TASK REQUIREMENTS:
From the start of the items up to and including the line containing "48), (35, 34)]", update every "utility pole" to "telephone pole" and give those lines again with nothing else changed. Omit the pictures.

[EXCERPTED RECORDS start]

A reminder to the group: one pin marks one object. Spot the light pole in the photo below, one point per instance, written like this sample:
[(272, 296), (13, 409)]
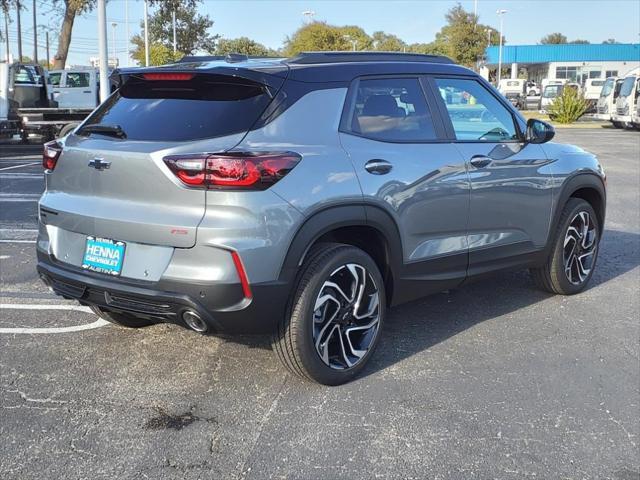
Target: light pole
[(353, 41), (113, 43), (146, 34), (308, 15), (501, 15), (102, 48)]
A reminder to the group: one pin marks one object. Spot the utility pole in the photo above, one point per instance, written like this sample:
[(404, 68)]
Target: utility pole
[(173, 19), (501, 15), (6, 31), (126, 21), (19, 31), (113, 42), (146, 33), (102, 48), (35, 34)]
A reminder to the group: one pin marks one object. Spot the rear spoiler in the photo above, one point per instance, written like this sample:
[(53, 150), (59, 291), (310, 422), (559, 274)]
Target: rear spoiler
[(273, 78)]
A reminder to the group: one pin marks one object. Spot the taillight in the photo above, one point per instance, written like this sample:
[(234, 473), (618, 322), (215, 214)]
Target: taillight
[(232, 170), (50, 154)]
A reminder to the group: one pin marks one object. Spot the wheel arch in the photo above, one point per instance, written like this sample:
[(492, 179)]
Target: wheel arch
[(364, 226), (587, 186)]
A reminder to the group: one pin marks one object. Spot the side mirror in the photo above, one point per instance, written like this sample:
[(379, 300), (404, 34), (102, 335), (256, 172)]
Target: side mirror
[(539, 131)]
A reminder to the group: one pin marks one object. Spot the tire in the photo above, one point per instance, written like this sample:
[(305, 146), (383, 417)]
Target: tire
[(122, 319), (308, 340), (553, 277)]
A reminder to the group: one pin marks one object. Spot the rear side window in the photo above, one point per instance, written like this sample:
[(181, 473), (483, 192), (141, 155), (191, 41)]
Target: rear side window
[(393, 110), (206, 106)]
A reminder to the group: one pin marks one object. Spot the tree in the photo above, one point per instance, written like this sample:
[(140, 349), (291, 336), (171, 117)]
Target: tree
[(553, 39), (320, 36), (245, 46), (71, 8), (463, 38), (159, 54), (191, 28), (386, 42)]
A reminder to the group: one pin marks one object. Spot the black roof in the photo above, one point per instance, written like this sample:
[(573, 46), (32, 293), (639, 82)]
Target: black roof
[(322, 67)]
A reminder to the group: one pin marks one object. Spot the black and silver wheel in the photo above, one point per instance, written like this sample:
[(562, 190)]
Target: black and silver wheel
[(575, 250), (335, 317), (122, 319)]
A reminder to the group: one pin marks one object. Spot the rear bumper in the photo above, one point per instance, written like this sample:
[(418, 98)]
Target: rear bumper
[(221, 305)]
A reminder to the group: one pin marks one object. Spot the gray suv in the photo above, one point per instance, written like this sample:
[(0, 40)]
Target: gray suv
[(303, 197)]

[EXCERPTED RECORDS end]

WRITTEN RESPONSE:
A reminder to the group: one pin marks one object. Spot the light pole in the photo below, one point per instance, written like this sample:
[(272, 296), (13, 409)]
Target: light pole
[(353, 41), (113, 43), (146, 34), (308, 15), (501, 15), (102, 48)]
A reminder to the group: one pin marks one object. Spot the telephone pole in the photo above, one point per instance, written like this sample:
[(404, 68)]
Target: telephone pole
[(173, 19), (501, 15), (6, 31), (126, 21), (19, 31), (113, 42), (146, 33), (102, 48), (35, 34)]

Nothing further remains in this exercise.